_Exercise objective_
Your answer should hold exactly the lines from the one with "Where can you find the beaded necklace" through the last line of the material below, nothing before and nothing extra.

:::

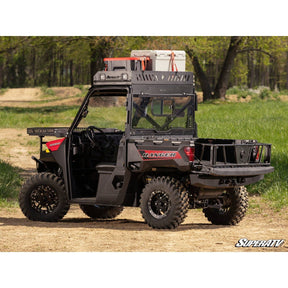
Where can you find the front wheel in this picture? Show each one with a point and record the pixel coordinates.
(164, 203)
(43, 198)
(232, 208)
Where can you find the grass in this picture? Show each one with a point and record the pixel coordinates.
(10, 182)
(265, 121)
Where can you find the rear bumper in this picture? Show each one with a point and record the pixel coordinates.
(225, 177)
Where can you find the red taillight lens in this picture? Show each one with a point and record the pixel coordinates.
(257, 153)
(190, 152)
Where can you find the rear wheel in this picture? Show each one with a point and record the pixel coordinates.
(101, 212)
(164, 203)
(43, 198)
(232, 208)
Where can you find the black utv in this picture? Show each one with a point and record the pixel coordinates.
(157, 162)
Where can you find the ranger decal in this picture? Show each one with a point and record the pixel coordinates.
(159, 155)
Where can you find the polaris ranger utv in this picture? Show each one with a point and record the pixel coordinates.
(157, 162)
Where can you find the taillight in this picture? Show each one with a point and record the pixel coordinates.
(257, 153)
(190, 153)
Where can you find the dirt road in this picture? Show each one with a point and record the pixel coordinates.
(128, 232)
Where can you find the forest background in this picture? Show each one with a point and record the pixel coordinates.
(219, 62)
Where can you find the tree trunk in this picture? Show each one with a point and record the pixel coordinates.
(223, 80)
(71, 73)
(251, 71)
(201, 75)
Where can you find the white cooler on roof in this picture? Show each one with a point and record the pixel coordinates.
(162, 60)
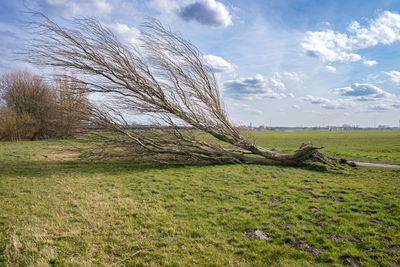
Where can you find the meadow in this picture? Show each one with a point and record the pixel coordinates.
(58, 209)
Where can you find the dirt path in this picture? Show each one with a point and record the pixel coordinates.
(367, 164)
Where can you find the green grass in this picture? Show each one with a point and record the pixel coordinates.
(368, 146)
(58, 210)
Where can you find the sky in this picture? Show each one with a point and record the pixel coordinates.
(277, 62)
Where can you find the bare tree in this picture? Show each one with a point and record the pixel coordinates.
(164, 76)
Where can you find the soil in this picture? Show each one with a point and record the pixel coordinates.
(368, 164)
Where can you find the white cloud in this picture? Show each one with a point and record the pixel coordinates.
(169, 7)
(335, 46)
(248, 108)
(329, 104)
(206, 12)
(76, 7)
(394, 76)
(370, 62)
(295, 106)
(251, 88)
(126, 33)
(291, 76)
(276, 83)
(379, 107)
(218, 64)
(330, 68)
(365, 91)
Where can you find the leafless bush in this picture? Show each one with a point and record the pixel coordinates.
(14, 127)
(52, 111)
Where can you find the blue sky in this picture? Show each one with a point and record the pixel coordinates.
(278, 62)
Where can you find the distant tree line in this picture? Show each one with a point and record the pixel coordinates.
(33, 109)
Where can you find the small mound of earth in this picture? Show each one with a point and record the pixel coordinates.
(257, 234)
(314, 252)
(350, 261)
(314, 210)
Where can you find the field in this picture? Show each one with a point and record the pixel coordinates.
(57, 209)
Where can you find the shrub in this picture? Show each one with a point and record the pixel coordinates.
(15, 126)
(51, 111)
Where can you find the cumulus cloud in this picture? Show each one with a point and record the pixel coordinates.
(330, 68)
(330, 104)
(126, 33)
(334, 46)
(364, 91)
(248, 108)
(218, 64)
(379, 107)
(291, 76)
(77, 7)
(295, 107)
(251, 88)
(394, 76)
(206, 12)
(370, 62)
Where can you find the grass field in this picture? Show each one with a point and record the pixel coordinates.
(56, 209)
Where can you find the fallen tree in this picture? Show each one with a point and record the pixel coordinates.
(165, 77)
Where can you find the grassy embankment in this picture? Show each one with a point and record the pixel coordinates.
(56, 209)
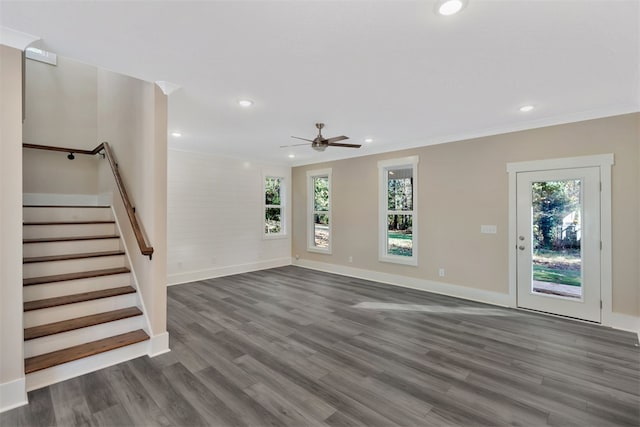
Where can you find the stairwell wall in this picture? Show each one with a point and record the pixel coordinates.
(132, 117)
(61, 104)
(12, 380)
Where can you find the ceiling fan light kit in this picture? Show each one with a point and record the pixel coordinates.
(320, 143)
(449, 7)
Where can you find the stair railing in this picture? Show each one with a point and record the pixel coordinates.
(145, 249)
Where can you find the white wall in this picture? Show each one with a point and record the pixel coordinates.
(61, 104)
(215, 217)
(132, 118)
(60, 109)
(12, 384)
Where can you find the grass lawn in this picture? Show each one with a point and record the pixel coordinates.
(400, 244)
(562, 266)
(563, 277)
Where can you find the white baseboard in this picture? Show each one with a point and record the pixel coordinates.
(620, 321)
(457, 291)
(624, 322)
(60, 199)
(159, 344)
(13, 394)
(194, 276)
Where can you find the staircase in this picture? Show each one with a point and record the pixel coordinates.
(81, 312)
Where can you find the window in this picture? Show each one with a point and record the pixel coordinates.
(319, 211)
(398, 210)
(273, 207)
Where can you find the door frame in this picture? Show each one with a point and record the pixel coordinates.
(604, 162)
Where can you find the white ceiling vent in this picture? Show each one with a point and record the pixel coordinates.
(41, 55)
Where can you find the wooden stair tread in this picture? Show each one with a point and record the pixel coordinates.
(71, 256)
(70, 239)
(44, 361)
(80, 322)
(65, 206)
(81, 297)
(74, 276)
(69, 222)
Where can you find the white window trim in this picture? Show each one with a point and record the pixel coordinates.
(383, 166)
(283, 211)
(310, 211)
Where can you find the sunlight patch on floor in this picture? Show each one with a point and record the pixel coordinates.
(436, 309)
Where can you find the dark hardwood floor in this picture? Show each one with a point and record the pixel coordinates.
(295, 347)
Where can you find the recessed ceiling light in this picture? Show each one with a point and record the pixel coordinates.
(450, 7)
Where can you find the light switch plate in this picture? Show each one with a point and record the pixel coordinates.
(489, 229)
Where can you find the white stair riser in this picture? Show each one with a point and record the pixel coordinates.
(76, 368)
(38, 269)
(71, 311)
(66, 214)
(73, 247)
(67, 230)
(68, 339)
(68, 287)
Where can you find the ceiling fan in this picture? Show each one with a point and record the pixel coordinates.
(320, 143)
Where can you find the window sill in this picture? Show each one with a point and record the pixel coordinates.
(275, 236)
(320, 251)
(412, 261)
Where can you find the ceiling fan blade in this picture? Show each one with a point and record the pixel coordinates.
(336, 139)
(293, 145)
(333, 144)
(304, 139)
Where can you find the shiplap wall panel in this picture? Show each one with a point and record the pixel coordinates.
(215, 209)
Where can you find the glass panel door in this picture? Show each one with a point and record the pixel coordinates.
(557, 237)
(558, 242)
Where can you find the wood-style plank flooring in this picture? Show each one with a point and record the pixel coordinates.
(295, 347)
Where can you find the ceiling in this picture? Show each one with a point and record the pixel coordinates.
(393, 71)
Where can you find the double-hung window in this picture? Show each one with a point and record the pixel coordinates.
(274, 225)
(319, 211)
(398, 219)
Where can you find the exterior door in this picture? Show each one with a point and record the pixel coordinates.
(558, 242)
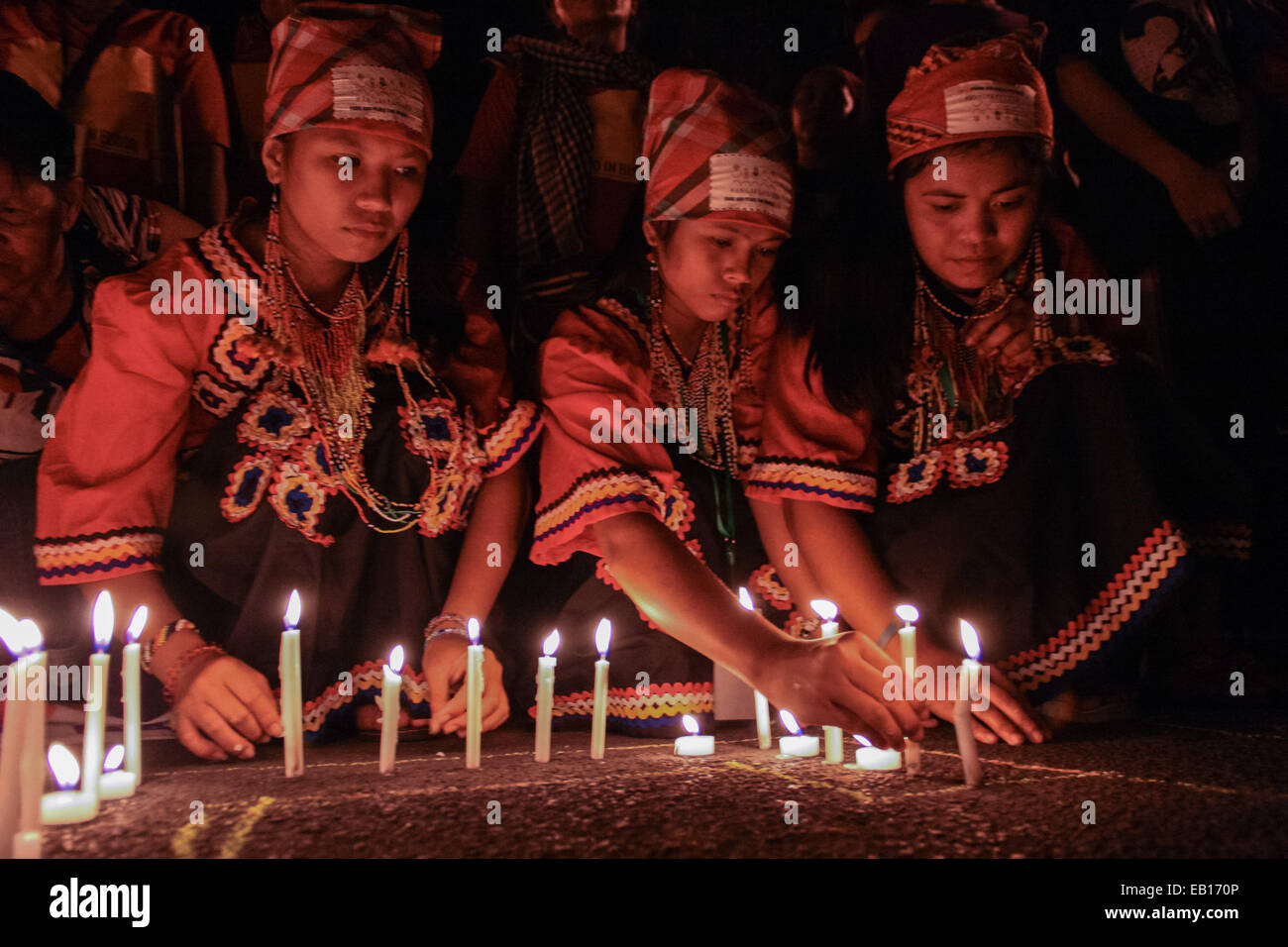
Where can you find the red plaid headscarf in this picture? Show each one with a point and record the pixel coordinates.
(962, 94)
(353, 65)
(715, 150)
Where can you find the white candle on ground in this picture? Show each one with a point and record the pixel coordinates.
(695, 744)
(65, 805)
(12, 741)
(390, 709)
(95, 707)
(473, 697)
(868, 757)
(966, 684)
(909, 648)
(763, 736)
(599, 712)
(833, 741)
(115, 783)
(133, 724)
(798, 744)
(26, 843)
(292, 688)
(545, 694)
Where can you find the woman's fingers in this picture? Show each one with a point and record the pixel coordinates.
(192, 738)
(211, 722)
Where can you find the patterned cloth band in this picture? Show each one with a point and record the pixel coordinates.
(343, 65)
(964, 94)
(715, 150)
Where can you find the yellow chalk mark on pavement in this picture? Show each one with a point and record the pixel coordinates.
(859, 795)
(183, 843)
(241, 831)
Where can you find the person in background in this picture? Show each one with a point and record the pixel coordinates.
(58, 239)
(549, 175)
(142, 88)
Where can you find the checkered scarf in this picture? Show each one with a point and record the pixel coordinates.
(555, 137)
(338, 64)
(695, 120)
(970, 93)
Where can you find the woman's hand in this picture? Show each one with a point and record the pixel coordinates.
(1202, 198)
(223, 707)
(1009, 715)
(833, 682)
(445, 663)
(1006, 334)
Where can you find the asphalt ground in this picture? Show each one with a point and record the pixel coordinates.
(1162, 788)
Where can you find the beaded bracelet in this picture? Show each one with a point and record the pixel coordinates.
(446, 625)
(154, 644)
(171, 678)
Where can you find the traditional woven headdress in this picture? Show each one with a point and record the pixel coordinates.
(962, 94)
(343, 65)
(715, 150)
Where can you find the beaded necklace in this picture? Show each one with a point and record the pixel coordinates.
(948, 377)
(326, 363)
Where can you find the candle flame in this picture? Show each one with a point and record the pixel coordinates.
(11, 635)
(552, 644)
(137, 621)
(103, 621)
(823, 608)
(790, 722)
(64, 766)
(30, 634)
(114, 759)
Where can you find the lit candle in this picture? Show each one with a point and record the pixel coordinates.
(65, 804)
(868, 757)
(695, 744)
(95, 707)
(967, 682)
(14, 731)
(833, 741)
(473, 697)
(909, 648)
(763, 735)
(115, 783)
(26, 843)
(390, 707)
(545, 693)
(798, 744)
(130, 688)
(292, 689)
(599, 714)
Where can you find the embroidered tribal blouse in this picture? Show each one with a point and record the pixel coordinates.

:::

_Finished task_
Where can you find the beaded necklace in this picture? Show each one with a point and record the pixel coordinates.
(948, 377)
(326, 363)
Where can you find the candle flame in this picture? Show each one with a point and record the pixel coordinates.
(11, 635)
(552, 644)
(137, 621)
(103, 621)
(823, 608)
(790, 722)
(64, 766)
(30, 634)
(114, 759)
Where can you find the lit candle in this picture? Show each one with a point and record the pixel coordinates.
(65, 804)
(868, 757)
(695, 744)
(95, 707)
(967, 682)
(14, 731)
(833, 741)
(473, 697)
(909, 648)
(763, 735)
(115, 783)
(26, 843)
(390, 707)
(545, 693)
(798, 744)
(130, 688)
(292, 689)
(599, 714)
Where can you find the embroidered tribal blouse in this picture? Show each one with a point and record the pixel coordinates.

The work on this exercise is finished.